_Exercise set_
1. Decide whether each statement below agrees with the passage about The Fall, answering yes or no and quoting the words of the passage that decide it: (a) The writer calls starting the blog a distraction. (b) The writer puts most of the blame for the anger at Mark E Smith on the writer. (c) The writer saw The Fall's catalogue as a jigsaw.
2. Write out the passage about The Fall word for word, from "The point at" up to and including "Fall this way.".

_Passage provided_
——————————
Fantastic Life (Mark E Smith 1957 - 2018)
When I started this blog, it was something of a displacement activity. Not a distraction, that would be too simplistic.
The Fall’s catalogue was something I saw as a jigsaw - whilst each piece could be full of strangeness (like a rich painting), these seemingly disparate missives were connected. There were lyrical themes, musical ones too and yet there was never an easy path or line one could draw. Complex and confrontational, The Fall were puzzling in the best of ways. And there was plenty over which one could puzzle. This is what I was seeking in 2012 - a lifelong conundrum was approaching a single solution and that solution was terrifying. The Fall were my *other* puzzle, the thought process that could take over when my mind was exhausted from the anxiety and stress of my transition.
The point at which I abandoned the page is interesting in retrospect. I was cross with Mark E Smith and his attitude to his former colleagues as well as to his past works. Part of this was down to him, most was down to me - I felt let down my him; I'd spent all this time on the clues and allusions he had left, only for him to dismiss them with little more than a wave. But there was another truth - I was in a whole other place and my day to day life gave me enough to think (and write) about and I no longer needed to approach The Fall this way.
——————————
_Stored data_

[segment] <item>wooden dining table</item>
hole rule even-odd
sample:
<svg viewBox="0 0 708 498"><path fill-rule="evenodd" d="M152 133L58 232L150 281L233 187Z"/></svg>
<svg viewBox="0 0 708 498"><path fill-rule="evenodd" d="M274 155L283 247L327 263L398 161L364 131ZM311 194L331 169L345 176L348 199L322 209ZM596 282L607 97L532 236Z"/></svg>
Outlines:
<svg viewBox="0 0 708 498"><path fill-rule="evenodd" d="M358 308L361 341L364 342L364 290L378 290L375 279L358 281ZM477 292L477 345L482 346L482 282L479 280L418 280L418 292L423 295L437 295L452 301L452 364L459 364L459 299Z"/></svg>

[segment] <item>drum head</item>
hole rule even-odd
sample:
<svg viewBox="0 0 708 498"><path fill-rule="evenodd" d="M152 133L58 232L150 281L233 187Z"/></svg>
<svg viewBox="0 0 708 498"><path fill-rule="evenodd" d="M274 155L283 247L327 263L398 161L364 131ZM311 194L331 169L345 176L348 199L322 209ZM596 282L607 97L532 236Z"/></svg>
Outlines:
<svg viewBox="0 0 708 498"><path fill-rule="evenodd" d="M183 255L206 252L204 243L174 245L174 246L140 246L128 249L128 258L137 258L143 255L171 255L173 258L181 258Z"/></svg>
——————————
_Solutions to the tasks_
1.
(a) No: "Not a distraction, that would be too simplistic."
(b) Yes: "Part of this was down to him, most was down to me"
(c) Yes: "The Fall’s catalogue was something I saw as a jigsaw"

2.
The point at which I abandoned the page is interesting in retrospect. I was cross with Mark E Smith and his attitude to his former colleagues as well as to his past works. Part of this was down to him, most was down to me - I felt let down my him; I'd spent all this time on the clues and allusions he had left, only for him to dismiss them with little more than a wave. But there was another truth - I was in a whole other place and my day to day life gave me enough to think (and write) about and I no longer needed to approach The Fall this way.